[ENTRIES SHOWN Boundary: Start]
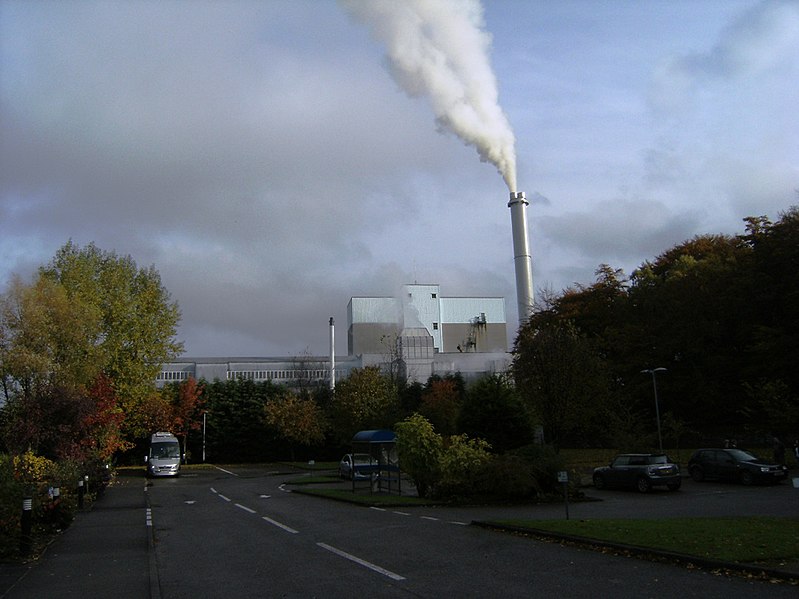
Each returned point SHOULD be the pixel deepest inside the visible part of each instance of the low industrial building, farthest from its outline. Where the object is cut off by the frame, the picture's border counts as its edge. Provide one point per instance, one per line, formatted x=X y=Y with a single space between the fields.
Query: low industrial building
x=415 y=335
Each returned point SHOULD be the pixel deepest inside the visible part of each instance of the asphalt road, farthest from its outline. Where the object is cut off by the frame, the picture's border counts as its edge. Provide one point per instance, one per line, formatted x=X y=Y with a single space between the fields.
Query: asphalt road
x=242 y=533
x=245 y=535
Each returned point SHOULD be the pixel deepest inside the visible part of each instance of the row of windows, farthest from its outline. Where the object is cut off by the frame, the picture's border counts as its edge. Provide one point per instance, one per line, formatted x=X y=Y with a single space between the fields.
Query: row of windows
x=268 y=375
x=173 y=375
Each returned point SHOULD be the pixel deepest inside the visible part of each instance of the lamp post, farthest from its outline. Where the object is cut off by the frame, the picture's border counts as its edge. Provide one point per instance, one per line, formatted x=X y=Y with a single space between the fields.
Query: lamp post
x=652 y=371
x=204 y=415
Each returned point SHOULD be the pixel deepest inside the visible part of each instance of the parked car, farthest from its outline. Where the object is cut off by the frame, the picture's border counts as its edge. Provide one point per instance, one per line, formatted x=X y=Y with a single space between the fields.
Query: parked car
x=640 y=471
x=361 y=464
x=736 y=465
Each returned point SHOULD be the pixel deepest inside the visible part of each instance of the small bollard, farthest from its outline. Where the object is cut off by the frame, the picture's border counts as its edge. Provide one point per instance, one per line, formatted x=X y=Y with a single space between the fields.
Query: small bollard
x=25 y=539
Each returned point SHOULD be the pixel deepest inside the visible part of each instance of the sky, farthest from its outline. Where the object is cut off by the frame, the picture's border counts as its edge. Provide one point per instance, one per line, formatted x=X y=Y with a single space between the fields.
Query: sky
x=266 y=158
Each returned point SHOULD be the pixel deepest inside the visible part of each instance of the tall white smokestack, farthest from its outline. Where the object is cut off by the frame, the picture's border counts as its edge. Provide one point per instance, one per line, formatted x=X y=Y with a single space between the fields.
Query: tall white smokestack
x=332 y=355
x=521 y=255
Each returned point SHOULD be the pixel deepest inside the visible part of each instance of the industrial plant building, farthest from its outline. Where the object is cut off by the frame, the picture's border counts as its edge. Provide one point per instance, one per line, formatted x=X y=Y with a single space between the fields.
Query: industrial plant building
x=416 y=334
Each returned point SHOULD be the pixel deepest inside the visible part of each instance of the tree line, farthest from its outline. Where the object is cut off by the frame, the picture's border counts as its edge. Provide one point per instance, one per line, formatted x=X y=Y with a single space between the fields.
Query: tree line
x=720 y=313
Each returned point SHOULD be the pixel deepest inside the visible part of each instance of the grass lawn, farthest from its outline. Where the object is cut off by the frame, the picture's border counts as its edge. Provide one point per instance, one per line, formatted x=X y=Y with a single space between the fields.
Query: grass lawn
x=757 y=539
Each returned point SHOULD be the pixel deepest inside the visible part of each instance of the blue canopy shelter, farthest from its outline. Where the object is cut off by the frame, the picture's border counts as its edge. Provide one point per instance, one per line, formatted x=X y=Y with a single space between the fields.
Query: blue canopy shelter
x=380 y=445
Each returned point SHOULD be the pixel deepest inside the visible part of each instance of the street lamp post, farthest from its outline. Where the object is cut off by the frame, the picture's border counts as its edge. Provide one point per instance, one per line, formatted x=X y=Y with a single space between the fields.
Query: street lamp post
x=652 y=371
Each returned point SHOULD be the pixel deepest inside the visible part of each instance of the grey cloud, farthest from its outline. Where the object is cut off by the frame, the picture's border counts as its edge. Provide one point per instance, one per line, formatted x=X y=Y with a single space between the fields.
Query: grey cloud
x=764 y=39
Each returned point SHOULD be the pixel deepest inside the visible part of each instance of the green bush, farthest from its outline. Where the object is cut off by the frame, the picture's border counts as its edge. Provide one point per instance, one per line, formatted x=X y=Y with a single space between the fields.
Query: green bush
x=460 y=464
x=35 y=477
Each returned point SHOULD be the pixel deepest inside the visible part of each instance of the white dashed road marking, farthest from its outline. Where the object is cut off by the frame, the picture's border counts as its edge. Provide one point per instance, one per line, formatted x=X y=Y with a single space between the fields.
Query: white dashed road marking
x=362 y=562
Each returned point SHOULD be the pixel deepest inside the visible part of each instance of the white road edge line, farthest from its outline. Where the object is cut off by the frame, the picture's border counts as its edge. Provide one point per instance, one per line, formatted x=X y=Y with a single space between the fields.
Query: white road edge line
x=226 y=471
x=279 y=525
x=364 y=563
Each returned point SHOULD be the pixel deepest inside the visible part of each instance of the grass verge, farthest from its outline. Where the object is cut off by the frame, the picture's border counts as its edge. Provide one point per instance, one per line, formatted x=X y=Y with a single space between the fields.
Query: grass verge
x=744 y=540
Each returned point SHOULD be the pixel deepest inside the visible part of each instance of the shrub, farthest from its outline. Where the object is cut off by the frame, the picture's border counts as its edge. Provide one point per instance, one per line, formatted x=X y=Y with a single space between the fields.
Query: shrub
x=461 y=462
x=31 y=476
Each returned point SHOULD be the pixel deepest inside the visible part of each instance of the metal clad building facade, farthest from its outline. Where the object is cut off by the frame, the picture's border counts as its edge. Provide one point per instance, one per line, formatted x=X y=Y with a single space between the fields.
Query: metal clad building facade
x=434 y=335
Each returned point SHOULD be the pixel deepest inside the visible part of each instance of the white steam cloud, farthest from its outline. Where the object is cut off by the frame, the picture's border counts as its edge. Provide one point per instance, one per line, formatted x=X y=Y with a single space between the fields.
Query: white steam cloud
x=439 y=49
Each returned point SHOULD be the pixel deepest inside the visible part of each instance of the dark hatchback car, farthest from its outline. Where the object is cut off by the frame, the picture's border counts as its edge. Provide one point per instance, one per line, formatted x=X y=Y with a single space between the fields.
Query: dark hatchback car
x=736 y=465
x=640 y=471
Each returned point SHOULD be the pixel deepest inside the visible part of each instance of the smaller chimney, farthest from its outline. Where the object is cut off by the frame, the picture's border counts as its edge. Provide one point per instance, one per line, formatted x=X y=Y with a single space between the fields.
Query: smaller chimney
x=332 y=355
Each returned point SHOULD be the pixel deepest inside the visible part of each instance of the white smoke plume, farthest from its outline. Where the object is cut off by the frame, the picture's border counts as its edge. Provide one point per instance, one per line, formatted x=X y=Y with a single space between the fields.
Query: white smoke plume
x=438 y=48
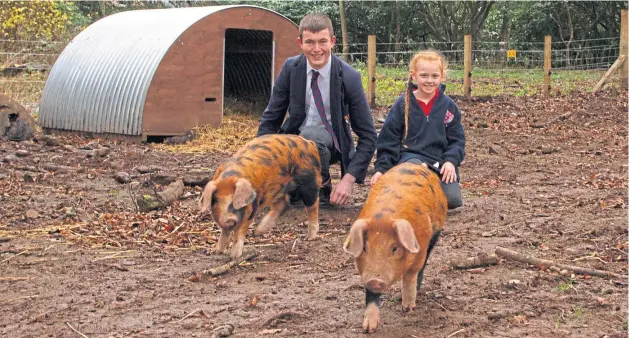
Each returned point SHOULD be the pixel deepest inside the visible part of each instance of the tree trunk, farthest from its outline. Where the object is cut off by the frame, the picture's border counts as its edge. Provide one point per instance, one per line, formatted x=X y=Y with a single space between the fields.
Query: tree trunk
x=344 y=31
x=397 y=26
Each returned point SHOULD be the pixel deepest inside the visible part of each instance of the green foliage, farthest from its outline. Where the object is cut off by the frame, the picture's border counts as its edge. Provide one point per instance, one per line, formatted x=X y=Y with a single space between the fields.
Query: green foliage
x=33 y=20
x=390 y=82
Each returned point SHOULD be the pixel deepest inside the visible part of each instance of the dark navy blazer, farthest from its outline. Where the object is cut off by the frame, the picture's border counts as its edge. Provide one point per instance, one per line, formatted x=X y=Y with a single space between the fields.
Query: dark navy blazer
x=348 y=105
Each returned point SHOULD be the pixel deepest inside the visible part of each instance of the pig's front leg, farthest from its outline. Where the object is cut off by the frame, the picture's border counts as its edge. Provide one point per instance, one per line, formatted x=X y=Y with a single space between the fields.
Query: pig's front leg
x=223 y=241
x=239 y=239
x=372 y=312
x=313 y=220
x=409 y=290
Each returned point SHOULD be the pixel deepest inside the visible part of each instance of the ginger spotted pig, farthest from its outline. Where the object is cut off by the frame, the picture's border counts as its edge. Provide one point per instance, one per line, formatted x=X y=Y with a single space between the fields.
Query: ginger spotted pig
x=394 y=234
x=261 y=174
[ENTRIES SHOWN Boundary: End]
ASSIGNMENT: Among the entries above, find the line with "the white smoke" and repeat exactly from there through the line with "tree trunk, farthest", leaving out the pictures.

THE ANSWER:
Each returned point SHOULD be the pixel deepest inside the visible part of each instance of the white smoke plume, farthest from its outline. Where the object is cut off by the frame, the picture's border counts as its edge. Provide one point per instance, one per line, formatted x=X y=Y with a single space between the fields.
Query: white smoke plume
x=438 y=48
Each returned point SHOULD be the pixel deepest inside the visible part of each instance of the tree trunk, farthest from its outline. Where the object is cut off by the frame, the picture's border counts as its edge. Provide one point per instance, one per line, formatted x=X y=Y with a single space between the fields.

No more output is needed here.